### [To be done]
(A) Please answer these from the piece on Rahul Gandhi:
(i) Who are Rahul Gandhi's parents?
(ii) Whom did the government ordinance seek to protect from disqualification?
(iii) Which two leaders was the prime minister set to meet?
(B) Name every person mentioned in the piece on Rahul Gandhi.
(C) Carry on the piece on Rahul Gandhi from its final sentence.

### [Supplied text]
[BEGIN]

Rahul Gandhi holds the high ground of morality when it suits him.
Rahul Gandhi, son of India’s erstwhile prime minister Rajiv Gandhi, and the Congress Party president, Sonia Gandhi, has been a reluctant political player. He has often been accused of disappearing as quickly as he has been appearing.
But that Rahul Gandhi, vice-president of the Congress Party, can be brash, and awfully brash at that, is a quality that few have been aware of.
Some days ago, when Indian Prime Minister Manmohan Singh was about to meet President Barak Obama in the US, Rahul barged into a press conference in New Delhi and rubbished a government ordinance which sought to protect convicted criminal members of parliament from disqualification.
He said the ordinance needed to be thrown out.
(The Congress heads a coalition government in New Delhi.
Rahul’s statement and the lack of propriety he displayed at the press meet not only unnerved Congress Party circles, but also undermined the status of the prime minister – particularly at a time when he was set to meet Obama and later Pakistani Prime Minister Nawaz Sharif.

[END]

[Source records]
[BEGIN]

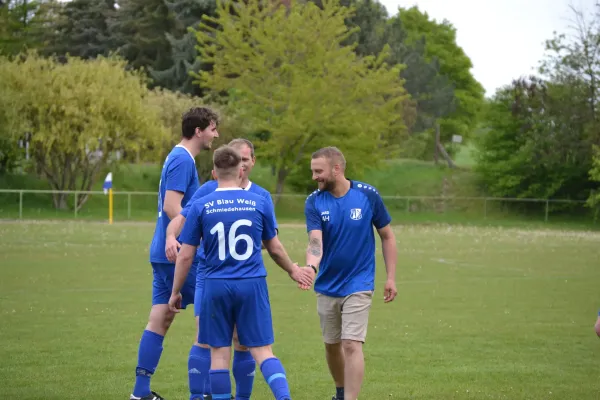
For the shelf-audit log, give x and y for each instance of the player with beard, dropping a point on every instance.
(340, 217)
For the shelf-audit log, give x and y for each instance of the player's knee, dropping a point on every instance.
(260, 354)
(351, 346)
(160, 319)
(236, 343)
(333, 347)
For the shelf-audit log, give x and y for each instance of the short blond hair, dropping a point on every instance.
(226, 160)
(333, 154)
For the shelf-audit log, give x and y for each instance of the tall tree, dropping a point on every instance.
(184, 56)
(138, 31)
(19, 26)
(454, 65)
(86, 112)
(288, 74)
(83, 29)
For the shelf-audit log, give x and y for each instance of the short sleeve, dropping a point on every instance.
(271, 206)
(202, 191)
(192, 229)
(381, 217)
(179, 174)
(269, 223)
(313, 222)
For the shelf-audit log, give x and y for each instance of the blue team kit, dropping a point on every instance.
(230, 225)
(204, 190)
(348, 266)
(178, 174)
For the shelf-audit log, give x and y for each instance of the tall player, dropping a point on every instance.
(199, 357)
(232, 223)
(340, 217)
(178, 183)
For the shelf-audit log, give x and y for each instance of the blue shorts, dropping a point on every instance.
(162, 286)
(199, 292)
(230, 302)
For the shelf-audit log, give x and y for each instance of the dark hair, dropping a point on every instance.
(333, 154)
(243, 142)
(225, 161)
(197, 117)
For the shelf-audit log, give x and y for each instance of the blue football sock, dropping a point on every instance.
(243, 372)
(274, 374)
(148, 356)
(220, 383)
(198, 367)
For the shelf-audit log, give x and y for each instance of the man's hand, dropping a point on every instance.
(389, 291)
(172, 247)
(303, 276)
(175, 302)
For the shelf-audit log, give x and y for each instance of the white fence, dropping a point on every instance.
(125, 202)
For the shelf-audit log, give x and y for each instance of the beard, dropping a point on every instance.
(326, 186)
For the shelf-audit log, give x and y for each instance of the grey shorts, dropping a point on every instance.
(344, 318)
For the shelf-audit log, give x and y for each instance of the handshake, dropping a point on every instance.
(304, 276)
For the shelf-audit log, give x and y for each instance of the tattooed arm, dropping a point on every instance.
(314, 252)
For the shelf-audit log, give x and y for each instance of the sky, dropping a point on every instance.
(504, 38)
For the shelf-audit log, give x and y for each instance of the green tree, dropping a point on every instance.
(22, 24)
(184, 56)
(87, 111)
(534, 147)
(594, 199)
(138, 31)
(82, 29)
(454, 65)
(287, 73)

[END]

### [Answers in order]
(A)
(i) Rajiv Gandhi and Sonia Gandhi
(ii) Convicted criminal members of parliament
(iii) President Barak Obama and Pakistani Prime Minister Nawaz Sharif

(B) Rahul Gandhi, Rajiv Gandhi, Sonia Gandhi, Manmohan Singh, Barak Obama, Nawaz Sharif

(C)
Sharif commented on this, even going to the extent of describing Manmohan Singh as a “rustic woman”. Sharif, however, denied this.
While Rahul’s statement on the ordinance was welcomed by most people – because nobody wants convicts to rule the country — there was uniform condemnation of way he went about it.
Commentators wondered whether such unseemly behaviour by any other Congressman would have been tolerated by the party leadership.
Obviously, in a country like India where dynastic politics of the Nehru-Gandhi family (Jawaharlal Nehru was India’s first prime minister and Rahul’s great-grandfather) is a fact, Rahul is the heir to the throne and the unannounced prime ministerial candidate for the 2014 general elections. And such a man can do no wrong, and here the end justifies the means.
The ordinance was thrown out a couple of days ago, just as Rahul had wished, and just as most Indians too.
Selective high moral ground
But Rahul’s brazen act (some have compared him to his father, who sacked the Foreign Secretary during a press conference in the late 1980s) has been uniformly slammed.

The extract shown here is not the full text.